Beneath this task are records; print exactly the stretch of them from the line with "Where can the dirt" through the line with "Where can the rocky ridge", both ends included.

[Stored data entries]
=== Begin Enclosure ===

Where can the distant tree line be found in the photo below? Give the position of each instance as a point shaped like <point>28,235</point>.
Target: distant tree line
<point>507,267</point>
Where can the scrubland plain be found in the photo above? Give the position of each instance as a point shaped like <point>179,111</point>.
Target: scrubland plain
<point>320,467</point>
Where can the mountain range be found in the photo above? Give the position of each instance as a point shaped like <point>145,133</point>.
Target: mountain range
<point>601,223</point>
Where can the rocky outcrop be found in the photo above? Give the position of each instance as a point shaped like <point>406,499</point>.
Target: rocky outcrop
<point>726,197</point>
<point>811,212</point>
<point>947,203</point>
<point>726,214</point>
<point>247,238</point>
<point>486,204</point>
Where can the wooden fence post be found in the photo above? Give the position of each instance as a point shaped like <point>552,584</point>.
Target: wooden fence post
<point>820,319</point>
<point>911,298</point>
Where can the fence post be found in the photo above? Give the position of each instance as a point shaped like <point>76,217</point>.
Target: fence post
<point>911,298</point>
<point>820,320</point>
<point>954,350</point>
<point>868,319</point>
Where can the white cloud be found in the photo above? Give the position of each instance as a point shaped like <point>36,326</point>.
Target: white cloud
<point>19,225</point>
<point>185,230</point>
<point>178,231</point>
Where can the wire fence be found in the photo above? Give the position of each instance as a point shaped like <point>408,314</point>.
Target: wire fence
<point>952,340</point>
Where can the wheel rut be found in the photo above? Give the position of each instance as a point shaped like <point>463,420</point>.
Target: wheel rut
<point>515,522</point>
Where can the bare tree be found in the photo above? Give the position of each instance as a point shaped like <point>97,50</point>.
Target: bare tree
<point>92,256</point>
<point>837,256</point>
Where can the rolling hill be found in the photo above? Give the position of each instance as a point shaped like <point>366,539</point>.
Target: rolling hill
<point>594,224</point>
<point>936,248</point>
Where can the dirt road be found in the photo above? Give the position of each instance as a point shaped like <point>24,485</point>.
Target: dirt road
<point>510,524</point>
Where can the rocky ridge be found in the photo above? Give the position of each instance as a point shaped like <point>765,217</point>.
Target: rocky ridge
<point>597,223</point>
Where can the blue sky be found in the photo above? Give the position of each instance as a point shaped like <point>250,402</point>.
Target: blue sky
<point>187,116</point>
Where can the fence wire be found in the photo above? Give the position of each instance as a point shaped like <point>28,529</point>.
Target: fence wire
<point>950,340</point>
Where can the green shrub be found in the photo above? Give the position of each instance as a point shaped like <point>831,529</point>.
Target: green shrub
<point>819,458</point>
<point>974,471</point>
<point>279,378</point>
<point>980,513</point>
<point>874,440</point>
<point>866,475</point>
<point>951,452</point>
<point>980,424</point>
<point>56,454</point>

=== End Enclosure ===

**SOLUTION TO THE EXERCISE:**
Where can the dirt road be found in the photo above? Give the position of each instance as a point shaped like <point>24,485</point>.
Target: dirt road
<point>510,524</point>
Where can the rocky ridge be found in the photo above? Give the position of each instance as a point shaped like <point>765,217</point>.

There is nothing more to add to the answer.